# TRY IT
Write a continuation of the Special Session 1 page about Black-focused pedagogy at TMU, picking up after its last sentence.
PAGE EXTRACT START
You are now in the main content area

Special Session 1

Session Details

 Time: 11 a.m. - 12 p.m.

 Location: DCC 208

In a time marked by rising anti-Blackness, disinvestment in justice, and the assault on our shared humanity, the classroom endures as a sacred space of resistance, healing, and radical possibility. This session honours the brilliance, resilience, and transformative power of Black-focused pedagogies at Toronto Metropolitan University—approaches that reject erasure and reimagine education as a vehicle for liberation.

Featuring recipients of the Black-Focused Pedagogy Fund, this session offers a window into teaching practices, research insights, and community-rooted projects that centre Black life, knowledge, and joy.

Grounded in ancestral wisdom, lived experience, and Afrocentric worldviews, this dialogue explores how Black educators/scholars are reshaping institutions, confronting systemic inequities, and cultivating vibrant communities of scholarship and care. Join us in celebrating educators and scholars who are rooted in legacy and rising toward new possibilities—shaping TMU and beyond.

Facilitators

Grace-Camille Munroe, Director, The Black Scholarship Institute (BSI)

Jason Matthew, Educational Developer, Centre for Excellence in Learning and Teaching (CELT)

Panel

Darcy Ballantyne is an Assistant Professor in the Department of English at Toronto Metropolitan University where she teaches in the Black Studies Minor. Her research interests include Black Canadian literatures and cultures; literatures of the Americas; critical mixed-race theory; Black memoir, autobiography, and autoethnography; and the short story. 

Jake Okechukwu Effoduh is a tenure-track Assistant Professor at the Lincoln Alexander School of Law. Here at TMU, he teaches courses at the intersection of technology, AI, social justice, and the law [Critical Approaches to Data, Algorithms, and Science in the Law; Technology, Law, and Society; and Big Tech, Social Justice, and Public Interest Law]. His current research is focused on developing a comprehensive legal approach to remediating AI bias, discrimination and harms, especially by analyzing the impact of AI Systems on black people, people of African descent, and other marginalized populations. He has led and worked on empirical field research projects that required cross-disciplinary and international collaborations in law. A significant example is his role as Chief Counsel for the Africa-Canada AI and Data Innovation Consortium, where he mobilized several machine-learning and Big Data techniques to build strategies to increase societal preparedness for global pandemics.

Jake has informed the regulatory frameworks and policy formulation on artificial intelligence both for supranational organizations such as the United Nations and the African Union, as well as domestic institutions in several countries, including Canada, the United States, Brazil, and Nigeria. He has held multiple academic fellowships, including at the Centre for Law, Technology, and Society at the University of Ottawa; the Harvard Library Innovation Lab of Harvard Law School; the Nelson Mandela School of Public Governance of the University of Cape Town, South Africa; and the Center for Human Rights Science of Carnegie Mellon University, USA.
PAGE EXTRACT END
DATASET EXTRACT START
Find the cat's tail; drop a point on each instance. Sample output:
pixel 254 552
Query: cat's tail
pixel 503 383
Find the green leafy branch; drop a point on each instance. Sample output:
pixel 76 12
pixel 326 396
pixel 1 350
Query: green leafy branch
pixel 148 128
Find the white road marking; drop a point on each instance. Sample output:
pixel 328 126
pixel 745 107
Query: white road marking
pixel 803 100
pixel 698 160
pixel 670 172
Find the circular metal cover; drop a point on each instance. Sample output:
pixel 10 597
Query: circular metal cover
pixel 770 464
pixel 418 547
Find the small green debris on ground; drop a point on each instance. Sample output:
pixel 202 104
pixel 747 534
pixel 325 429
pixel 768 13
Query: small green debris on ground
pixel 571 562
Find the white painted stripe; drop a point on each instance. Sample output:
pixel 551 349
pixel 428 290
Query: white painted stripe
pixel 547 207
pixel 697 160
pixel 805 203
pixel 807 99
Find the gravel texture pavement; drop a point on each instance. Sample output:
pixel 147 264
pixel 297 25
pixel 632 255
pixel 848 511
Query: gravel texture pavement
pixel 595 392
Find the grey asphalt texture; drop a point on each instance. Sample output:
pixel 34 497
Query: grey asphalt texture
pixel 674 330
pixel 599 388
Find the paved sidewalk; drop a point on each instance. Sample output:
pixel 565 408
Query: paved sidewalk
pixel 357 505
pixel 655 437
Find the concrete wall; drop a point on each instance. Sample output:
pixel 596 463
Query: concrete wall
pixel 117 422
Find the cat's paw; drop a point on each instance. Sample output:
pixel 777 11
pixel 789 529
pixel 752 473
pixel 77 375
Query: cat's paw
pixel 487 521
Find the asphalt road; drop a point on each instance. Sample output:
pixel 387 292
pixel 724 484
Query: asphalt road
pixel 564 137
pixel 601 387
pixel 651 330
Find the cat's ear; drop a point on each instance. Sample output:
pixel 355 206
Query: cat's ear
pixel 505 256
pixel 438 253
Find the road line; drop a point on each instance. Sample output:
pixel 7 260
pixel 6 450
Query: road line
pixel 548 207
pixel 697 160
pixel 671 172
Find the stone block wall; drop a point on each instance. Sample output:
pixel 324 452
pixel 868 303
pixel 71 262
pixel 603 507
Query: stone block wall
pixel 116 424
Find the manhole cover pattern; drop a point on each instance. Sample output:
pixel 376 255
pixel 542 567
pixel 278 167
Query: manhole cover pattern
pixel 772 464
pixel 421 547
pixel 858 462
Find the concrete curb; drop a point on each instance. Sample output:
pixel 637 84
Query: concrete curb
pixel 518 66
DATASET EXTRACT END
# REPLY TO THE TASK
He has published widely on various issues of artificial intelligence, international law, and human rights. Some of his works have been published by the Harvard Human Rights Journal, Oxford University Press, Journal of Robotics, AI & Law, African Journal of Legal Studies, and The TWAIL Review. He is the Production Editor of the Transnational Human Rights Review, a peer-reviewed journal on transnational human rights normativity and practices. He is also the author of the book ‘A Decade at the Bar,’ an anthology of legal experiences in Africa.

Funke Oba, associate professor, has received teaching excellence awards from TMU, Wilfrid Laurier University and the President’s Teaching and Learning scholar award at the University of Regina. Dr. Oba’s background in clinical practice, community organizing, Afrocentric pedagogy and experiential learning infuses her creation/ redesign of courses such as TMU’s first anti-Black racism social work course, courses on Canadian diversity, social change, and social movements.  

Reflective self-study, passion for the scholarship of teaching and learning connects her teaching and research which integrates Black elders, art, drumming, dance and Afrocentric sharing circles with a common thread of cultural appreciation and transnational reciprocity. Dr. Oba seeks to forge North-South collaborations with African partners under the aegis of the Carnegie Foundation as a Carnegie fellow and African Diaspora visiting scholar. Dr. Oba has mentored over 50 graduate/undergraduate student researchers, post doctoral candidates and global interns. She is an alumnus of Lagos Business School’s Advanced Management Program and has clinical experience in Child Welfare, Domestic violence, and Field Education.

Dr. Oba is a past president of the African Canadian Association of Waterloo Region, founder of Community Academic Reciprocal Engagement (CARE) for Black youth’s interdisciplinary practice course and Leading While Black, a leadership seminar created for Black students in TMU’s Faculty of Community Services projects. She is a director of the Working Center, Kitchener and The Compass Center for Refugees, Kitchener. She serves as advisor to the Youth Research and Evaluation Exchange, The Roots of a Black Girl project and Bell Let’s Talk Community Diversity Fund.